> Exercise 1: In the text about Le Bon Lait, how much did the refrigerated truck cost?
> Exercise 2:
Using the text about Le Bon Lait, decide whether each statement agrees with it. Answer yes or no for each, and quote the words that decide it.
(a) SEAL bought the refrigerated truck in 2015.
(b) Staff earnings tripled after the truck was bought.
(c) Le Bon Lait now employs 13 women and men.

> Page text:

Fouad Abdo, the 50 year-old founder of Le Bon Lait cooperative in Akkar (north Lebanon) is a typical SEAL grantee. Enthusiastic and committed to his region, (“something in the air here makes it impossible for me to leave,”) he founded the cooperative in 2007 and makes natural cheese and dairy products. Ten years on, and in one of the poorest areas of Lebanon (53 percent of the population in Akkar lives below the poverty line), Le Bon Lait now hires a mixed group of 13 women and men from different backgrounds.

In 2015, SEAL purchased a refrigerated truck for the cooperative, allowing them to sell to supermarkets as far as Beirut, to confectioners such as Hallab, as well as door-to-door in the local area. This truck — a $34,000 investment — has allowed the cooperative to transport and sell a 50 percent increase in produce (from 20 to 30 tons). Staff have been able to double their earnings from $800 to $1600 per month, and seven new employees were hired as a direct result, including several women who are working for the first time. As Abdo says, “It’s important for women to be productive. Women didn’t used to have any work except helping their husbands with the land, and working in the house. Since the women have started working here, their personalities have changed — they feel they’re productive, they’re important. They’re helping their husbands with the costs of the house.” Abdo’s remarks shows how SEAL’s model of grassroots economic development not only helps people attain economic stability, it also produces a more equal society.

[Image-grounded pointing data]

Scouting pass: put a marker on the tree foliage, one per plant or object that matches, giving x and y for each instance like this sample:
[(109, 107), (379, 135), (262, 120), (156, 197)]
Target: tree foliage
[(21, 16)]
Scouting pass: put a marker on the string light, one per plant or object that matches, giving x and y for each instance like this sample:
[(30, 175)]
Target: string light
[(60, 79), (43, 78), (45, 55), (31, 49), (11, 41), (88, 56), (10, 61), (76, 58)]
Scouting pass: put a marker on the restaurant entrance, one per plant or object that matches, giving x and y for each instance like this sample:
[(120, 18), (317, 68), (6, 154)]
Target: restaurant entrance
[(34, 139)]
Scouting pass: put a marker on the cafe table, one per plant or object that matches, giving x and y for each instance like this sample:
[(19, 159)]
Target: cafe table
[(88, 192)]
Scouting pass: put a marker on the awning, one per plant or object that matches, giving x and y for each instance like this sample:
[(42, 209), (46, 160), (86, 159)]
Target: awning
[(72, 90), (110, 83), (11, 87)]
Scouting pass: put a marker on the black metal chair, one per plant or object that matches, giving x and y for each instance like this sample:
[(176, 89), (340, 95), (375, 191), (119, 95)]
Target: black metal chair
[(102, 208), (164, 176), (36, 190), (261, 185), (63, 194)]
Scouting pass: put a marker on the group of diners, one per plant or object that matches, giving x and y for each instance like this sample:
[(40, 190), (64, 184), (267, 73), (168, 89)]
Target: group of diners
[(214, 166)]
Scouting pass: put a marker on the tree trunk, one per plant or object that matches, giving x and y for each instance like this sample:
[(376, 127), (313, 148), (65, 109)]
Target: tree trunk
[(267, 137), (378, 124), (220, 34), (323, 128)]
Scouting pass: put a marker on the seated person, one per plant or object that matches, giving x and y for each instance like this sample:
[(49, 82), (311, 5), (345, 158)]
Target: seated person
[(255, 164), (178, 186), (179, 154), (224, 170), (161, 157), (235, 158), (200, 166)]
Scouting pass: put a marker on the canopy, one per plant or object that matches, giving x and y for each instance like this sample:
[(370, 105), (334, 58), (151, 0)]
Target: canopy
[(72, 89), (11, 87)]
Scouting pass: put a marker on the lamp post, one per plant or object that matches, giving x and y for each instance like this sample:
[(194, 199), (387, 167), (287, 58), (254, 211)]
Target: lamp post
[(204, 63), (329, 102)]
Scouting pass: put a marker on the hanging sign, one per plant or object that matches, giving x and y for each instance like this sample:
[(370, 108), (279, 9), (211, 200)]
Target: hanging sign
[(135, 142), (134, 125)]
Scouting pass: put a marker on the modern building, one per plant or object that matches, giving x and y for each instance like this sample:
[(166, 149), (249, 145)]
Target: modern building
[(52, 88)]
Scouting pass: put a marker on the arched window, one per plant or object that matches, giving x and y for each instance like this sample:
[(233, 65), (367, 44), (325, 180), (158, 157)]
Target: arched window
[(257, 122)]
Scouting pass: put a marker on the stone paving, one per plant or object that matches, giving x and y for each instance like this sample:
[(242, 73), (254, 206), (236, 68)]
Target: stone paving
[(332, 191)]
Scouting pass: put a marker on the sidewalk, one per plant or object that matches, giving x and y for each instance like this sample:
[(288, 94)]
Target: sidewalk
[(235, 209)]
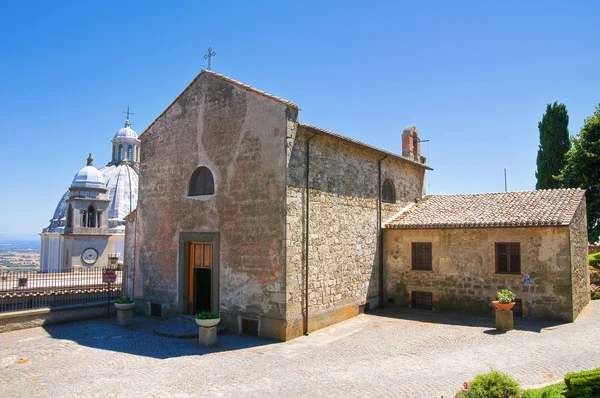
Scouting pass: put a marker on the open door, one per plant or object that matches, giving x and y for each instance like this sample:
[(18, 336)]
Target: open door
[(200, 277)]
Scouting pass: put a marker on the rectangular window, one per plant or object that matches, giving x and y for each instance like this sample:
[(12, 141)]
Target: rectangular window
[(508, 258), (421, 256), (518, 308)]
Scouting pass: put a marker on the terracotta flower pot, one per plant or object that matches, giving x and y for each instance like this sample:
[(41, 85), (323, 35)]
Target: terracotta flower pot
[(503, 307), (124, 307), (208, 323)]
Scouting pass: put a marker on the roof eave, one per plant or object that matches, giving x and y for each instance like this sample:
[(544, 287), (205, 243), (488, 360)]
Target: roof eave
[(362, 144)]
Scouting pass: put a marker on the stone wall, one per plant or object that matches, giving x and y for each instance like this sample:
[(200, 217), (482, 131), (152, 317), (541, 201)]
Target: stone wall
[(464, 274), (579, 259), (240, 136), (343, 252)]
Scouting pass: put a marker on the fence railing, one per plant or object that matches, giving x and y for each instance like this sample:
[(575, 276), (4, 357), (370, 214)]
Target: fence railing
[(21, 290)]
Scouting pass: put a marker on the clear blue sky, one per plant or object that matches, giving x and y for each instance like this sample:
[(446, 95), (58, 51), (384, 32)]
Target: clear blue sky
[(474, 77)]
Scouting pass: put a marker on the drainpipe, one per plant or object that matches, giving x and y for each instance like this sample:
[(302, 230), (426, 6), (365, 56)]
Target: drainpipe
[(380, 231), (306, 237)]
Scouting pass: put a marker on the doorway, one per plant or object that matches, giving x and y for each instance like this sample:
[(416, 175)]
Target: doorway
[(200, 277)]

* * *

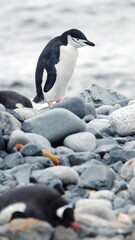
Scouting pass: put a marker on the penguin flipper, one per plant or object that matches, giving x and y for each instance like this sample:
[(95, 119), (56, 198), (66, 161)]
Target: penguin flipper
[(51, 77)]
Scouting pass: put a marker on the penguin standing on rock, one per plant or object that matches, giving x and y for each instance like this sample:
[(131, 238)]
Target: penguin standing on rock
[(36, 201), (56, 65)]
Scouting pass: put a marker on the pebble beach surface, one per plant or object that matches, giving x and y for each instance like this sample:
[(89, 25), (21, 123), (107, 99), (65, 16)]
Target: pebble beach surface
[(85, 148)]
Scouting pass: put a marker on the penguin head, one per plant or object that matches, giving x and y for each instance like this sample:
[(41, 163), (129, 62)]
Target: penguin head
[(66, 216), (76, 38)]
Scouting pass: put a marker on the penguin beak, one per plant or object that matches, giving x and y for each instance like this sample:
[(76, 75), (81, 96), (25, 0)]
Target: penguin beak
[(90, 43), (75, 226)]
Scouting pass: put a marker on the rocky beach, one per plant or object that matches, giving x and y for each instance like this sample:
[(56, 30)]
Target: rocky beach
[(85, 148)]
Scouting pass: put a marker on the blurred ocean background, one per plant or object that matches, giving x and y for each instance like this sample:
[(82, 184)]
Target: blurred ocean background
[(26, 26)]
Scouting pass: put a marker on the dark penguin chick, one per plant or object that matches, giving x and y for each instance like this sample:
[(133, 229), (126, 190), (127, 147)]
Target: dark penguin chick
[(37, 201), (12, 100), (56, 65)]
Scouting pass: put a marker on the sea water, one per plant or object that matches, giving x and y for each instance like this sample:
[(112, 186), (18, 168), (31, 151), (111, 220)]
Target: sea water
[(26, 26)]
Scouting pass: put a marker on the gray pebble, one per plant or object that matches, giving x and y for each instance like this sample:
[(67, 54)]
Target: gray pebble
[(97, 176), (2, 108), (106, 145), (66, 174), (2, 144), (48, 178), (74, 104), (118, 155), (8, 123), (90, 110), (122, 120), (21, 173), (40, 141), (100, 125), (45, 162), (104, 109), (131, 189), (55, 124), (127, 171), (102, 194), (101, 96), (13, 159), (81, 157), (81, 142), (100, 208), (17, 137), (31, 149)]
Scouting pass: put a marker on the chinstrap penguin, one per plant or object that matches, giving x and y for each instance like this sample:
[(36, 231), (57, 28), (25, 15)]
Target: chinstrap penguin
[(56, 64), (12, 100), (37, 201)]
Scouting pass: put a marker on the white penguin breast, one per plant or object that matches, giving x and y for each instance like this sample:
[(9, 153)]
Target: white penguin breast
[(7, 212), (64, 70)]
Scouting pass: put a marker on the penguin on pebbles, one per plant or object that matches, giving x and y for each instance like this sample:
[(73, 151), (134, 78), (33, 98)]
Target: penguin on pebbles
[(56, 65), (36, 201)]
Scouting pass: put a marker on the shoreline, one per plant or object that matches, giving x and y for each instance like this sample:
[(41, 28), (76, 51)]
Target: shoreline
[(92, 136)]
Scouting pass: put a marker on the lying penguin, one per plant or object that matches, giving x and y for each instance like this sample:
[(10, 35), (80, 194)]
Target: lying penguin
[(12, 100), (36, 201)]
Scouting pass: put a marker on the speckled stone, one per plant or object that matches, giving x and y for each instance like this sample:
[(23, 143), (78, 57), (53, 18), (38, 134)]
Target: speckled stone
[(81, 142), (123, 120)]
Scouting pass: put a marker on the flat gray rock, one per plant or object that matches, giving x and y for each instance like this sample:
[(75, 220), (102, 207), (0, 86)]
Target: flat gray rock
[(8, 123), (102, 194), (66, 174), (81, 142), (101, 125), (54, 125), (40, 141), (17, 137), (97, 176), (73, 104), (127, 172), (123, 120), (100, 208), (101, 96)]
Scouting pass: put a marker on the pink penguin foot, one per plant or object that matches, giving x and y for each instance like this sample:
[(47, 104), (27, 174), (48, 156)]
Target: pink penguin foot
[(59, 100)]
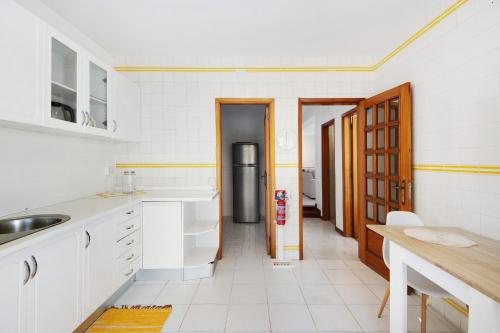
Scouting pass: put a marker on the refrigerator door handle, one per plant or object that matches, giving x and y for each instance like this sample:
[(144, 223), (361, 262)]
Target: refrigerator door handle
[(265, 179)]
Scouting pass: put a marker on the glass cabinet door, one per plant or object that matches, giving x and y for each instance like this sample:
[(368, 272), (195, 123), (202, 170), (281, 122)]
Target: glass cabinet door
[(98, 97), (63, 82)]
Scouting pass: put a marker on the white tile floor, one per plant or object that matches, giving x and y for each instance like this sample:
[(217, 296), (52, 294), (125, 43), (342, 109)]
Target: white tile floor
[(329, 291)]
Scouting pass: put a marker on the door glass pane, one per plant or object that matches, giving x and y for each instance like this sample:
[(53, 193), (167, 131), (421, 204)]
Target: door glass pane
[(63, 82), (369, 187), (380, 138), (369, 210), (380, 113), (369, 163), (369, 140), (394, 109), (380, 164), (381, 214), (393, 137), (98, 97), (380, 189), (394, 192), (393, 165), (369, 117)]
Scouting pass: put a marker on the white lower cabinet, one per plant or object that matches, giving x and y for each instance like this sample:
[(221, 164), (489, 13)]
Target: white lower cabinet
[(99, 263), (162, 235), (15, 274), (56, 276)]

> Your solution 1: $34,000

> Your solution 2:
(a) Yes: "In 2015, SEAL purchased a refrigerated truck for the cooperative"
(b) No: "Staff have been able to double their earnings from $800 to $1600 per month"
(c) Yes: "Le Bon Lait now hires a mixed group of 13 women and men from different backgrounds"